> **EXERCISE BRIEF**
All of the records below must be output exactly, with no pictures carried over.

> **DATA**
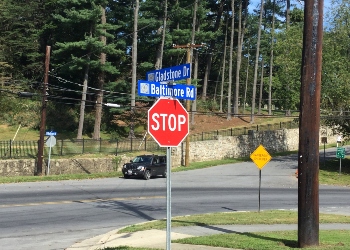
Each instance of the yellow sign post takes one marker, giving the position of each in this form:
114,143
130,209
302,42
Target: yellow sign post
260,157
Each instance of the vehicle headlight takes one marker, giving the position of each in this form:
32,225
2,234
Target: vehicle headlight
141,168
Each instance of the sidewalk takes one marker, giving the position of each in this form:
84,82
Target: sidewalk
157,238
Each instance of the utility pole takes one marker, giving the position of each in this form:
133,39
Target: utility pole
189,48
309,125
39,170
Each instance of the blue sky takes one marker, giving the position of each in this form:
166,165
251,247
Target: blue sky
297,3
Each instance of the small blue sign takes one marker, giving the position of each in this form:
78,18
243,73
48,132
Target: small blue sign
157,89
175,73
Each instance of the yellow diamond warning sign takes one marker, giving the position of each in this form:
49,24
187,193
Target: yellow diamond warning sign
260,157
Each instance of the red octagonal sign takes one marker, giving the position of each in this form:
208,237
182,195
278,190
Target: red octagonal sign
168,122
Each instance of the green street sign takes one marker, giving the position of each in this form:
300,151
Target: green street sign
340,153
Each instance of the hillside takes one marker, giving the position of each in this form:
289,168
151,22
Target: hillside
203,123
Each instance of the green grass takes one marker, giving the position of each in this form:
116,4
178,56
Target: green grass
328,174
280,240
16,179
335,239
234,218
129,248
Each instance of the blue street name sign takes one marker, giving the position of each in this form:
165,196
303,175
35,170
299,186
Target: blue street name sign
157,89
175,73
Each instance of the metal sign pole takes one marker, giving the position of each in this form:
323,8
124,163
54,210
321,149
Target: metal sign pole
48,163
259,187
168,199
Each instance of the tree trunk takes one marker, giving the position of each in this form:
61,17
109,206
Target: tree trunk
271,58
239,58
194,22
82,104
287,13
134,67
256,62
261,85
223,70
211,48
229,117
246,83
159,56
101,80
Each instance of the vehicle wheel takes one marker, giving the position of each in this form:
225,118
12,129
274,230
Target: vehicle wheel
147,175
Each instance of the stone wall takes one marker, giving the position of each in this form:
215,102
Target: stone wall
222,147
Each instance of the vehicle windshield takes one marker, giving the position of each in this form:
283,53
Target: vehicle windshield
143,159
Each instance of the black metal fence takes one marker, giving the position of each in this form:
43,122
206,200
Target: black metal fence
29,149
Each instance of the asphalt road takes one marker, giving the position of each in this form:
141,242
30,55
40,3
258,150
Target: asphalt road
55,215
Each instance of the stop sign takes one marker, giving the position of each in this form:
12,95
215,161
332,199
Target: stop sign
168,122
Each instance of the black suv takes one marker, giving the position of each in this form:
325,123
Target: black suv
145,166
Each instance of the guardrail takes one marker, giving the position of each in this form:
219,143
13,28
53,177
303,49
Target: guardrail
28,149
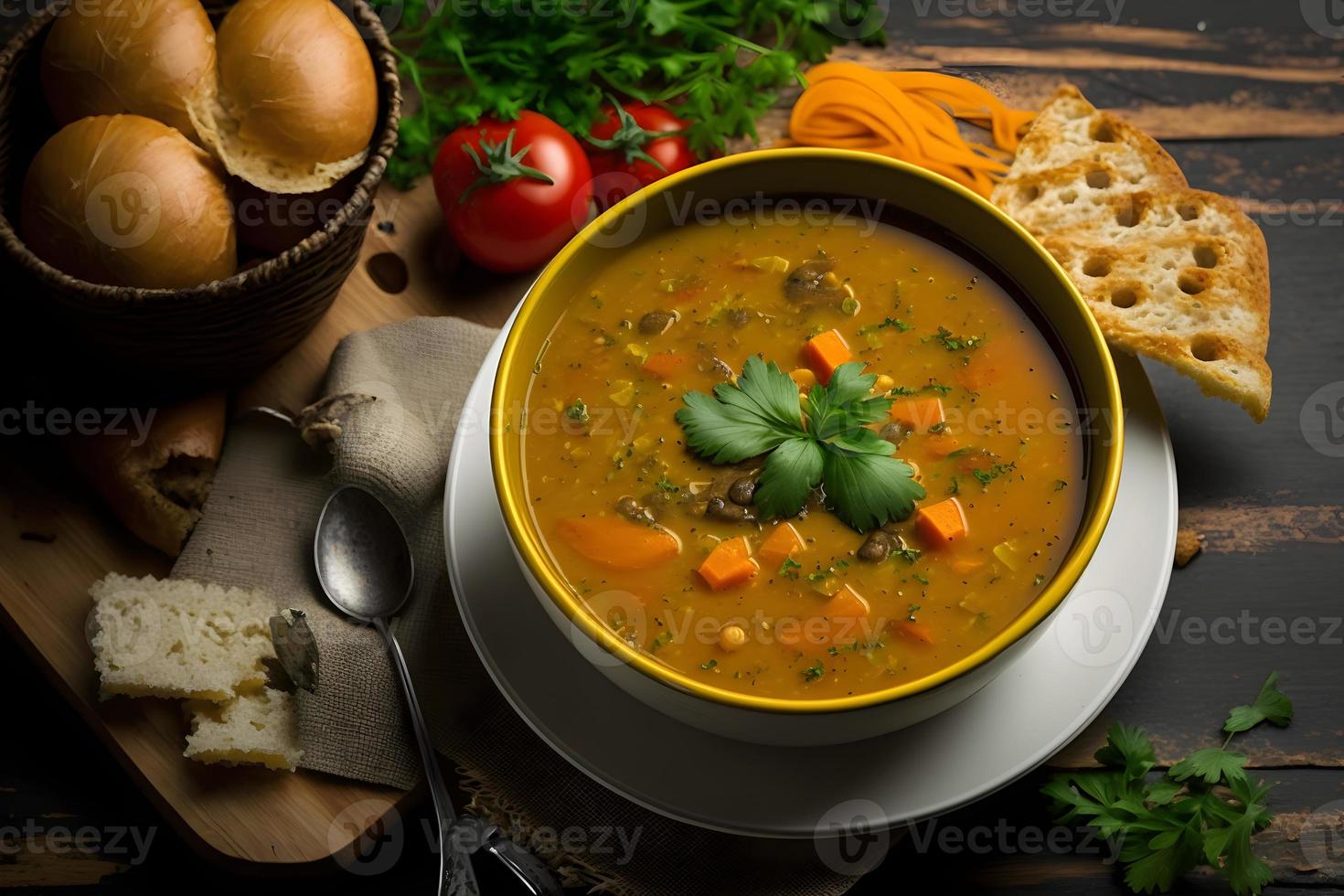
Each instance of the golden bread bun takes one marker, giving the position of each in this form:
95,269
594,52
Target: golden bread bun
126,200
296,100
139,57
157,483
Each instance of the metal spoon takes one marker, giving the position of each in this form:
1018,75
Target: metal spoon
365,566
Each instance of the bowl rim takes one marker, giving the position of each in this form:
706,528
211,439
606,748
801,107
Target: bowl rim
355,211
532,554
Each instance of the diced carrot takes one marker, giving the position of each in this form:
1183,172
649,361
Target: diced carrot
729,564
664,364
780,546
914,630
826,352
918,412
618,543
846,603
941,443
839,623
943,521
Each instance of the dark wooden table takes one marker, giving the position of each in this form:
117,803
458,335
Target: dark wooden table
1249,98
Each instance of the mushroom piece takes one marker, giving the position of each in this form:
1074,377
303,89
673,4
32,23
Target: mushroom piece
720,509
657,323
894,432
632,511
809,281
875,549
742,491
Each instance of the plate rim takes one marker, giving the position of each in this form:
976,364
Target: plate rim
1128,367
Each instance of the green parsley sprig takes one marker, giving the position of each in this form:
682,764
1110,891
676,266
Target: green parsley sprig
1201,812
823,441
718,65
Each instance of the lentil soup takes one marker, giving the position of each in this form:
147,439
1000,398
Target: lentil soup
657,489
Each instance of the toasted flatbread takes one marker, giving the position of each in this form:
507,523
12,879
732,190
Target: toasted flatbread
1174,272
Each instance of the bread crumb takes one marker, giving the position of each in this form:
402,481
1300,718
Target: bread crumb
1189,543
256,730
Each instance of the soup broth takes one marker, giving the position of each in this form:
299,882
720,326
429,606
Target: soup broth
803,606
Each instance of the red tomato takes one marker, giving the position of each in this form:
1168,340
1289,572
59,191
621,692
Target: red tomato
629,152
512,192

> **YOUR RESPONSE**
Each instance of the yellow sign post takes one marker, giving the position of each in this form:
114,143
130,209
302,42
Target: yellow sign post
260,157
Each instance of the vehicle headlight takes one marker, giving the position of each in this form:
32,225
2,234
Target: vehicle headlight
141,168
Each instance of the sidewalk takes one marker, giving the position of each in this form:
84,82
Target: sidewalk
157,238
Each instance of the utility pole takes one marker, giving the position of each in this form:
133,39
Target: utility pole
189,48
309,125
39,170
Each instance of the blue sky takes one marker, giving the position of each in this form:
166,165
251,247
Target: blue sky
297,3
Each instance of the small blue sign takes one marker, giving the position of each in this form:
78,18
243,73
48,132
Target: small blue sign
157,89
175,73
Each instance of the yellow diamond warning sign takes one marker, giving the position of each in this form:
49,24
187,193
Target: yellow diamond warning sign
260,157
Each instance of the red octagonal sign takes one marker, giving the position of each in this form:
208,237
182,195
278,190
Target: red octagonal sign
168,122
Each instance of the green street sign takes one marker, giving the position of each in this form:
300,151
Target: green street sign
340,153
Each instance of the hillside takes one marker, giving the position of each in this form:
289,168
151,22
Target: hillside
203,123
Each instance of the green grass takes one marker, giving the position of each in this form:
116,4
178,56
Target: green grass
328,174
280,240
16,179
335,239
234,218
129,248
Each instance of the blue street name sign takes one marker, giving the position of each in this form:
165,196
303,175
35,170
299,186
Target: blue street name sign
157,89
175,73
Each instance of the metal sign pole takes one marker, giving the position of each in this form:
323,8
124,163
54,210
321,149
Target: metal sign pole
48,163
259,187
168,199
Each instance of the tree trunk takes one marker, giving the position of each in this form:
61,17
109,206
Target: tree trunk
271,58
239,58
194,22
82,104
287,13
134,67
256,62
261,85
223,70
211,48
229,117
246,83
159,56
101,80
Each instance of the vehicle wheel takes one marker, giving the position of each in this form:
225,118
12,129
274,230
Target: vehicle wheel
147,175
Each instance of the stone wall takes one marker, giving the position of each in this form:
215,102
Target: stone wall
222,147
Each instance of the vehicle windshield takes one marker, giving the position of each in this form:
283,53
Target: vehicle windshield
143,159
Each instance of the black metal fence takes one marker, giving the position of each in this form:
43,122
206,200
Target: black metal fence
29,149
Each instance of the asphalt road takes one marker, giving the position of each in this form:
141,242
30,55
40,3
258,150
Target: asphalt road
55,215
Each instance of the stop sign takes one marker, giving the position of each in this form:
12,95
215,161
332,199
Target: stop sign
168,122
Each instance of the black suv takes one marker, giving the position of each in this form:
325,123
Target: black suv
145,166
Each instance of the guardrail takes one marker, giving the position of each in this form:
219,143
13,28
53,177
303,49
Target: guardrail
28,149
Each instance of the golden bread bun takes one marker, giving the position of each in this form:
95,269
594,52
Target: golden bread bun
126,200
296,100
139,57
157,483
Each instance of the metal spoon takes one marker, giving the position of each in this form:
1018,75
Target: metal spoon
365,566
Each instance of the bowl rim takes one marker, giving the position of each in this form:
706,528
211,439
606,748
801,107
Target: bowl rim
355,211
532,554
Each instance of the diced carrot takes one marker, giving the position of each in this form:
1183,172
649,361
Target: diced carrot
729,564
664,364
780,546
914,630
826,352
918,412
618,543
846,603
941,443
839,623
943,521
Each instance of the dark wooden table takes one marker, giving the position of each in this form:
117,803
458,335
Target: dark wooden table
1249,98
Each instance of the mushroom piece takes one marker, giving the position of each in this form:
1074,377
303,89
673,4
32,23
Target: mushroom piece
720,509
657,323
894,432
632,511
809,281
875,549
742,491
Each instance of the plate rim takes one marker, giving the position of each in this form:
976,364
Target: plate rim
1128,367
Each instance of the green parsley sprig takes one marker, giving the position of each in this form:
682,764
1110,891
676,266
Target: green parsley sprig
1201,812
823,441
718,65
Each instance of the lentil soup takes one marker, giving the position of each in this form:
147,439
1000,398
Target: lentil soup
657,489
Each instance of the toasted flatbread takes one marker, giving the position of each in this form:
507,523
12,879
732,190
Target: toasted flatbread
1174,272
Each instance of the bread crumb takes one marker, giving the position of each in this form:
402,481
1300,718
Target: bread crumb
1189,543
256,730
Each instance of the soup broth takes one marker, giving the position of each in this form:
299,882
720,326
429,606
Target: soup broth
803,606
Each instance of the red tomato takes one marker, giving the position of each in this form:
1168,340
1289,572
59,191
621,692
Target: red tomato
629,152
512,192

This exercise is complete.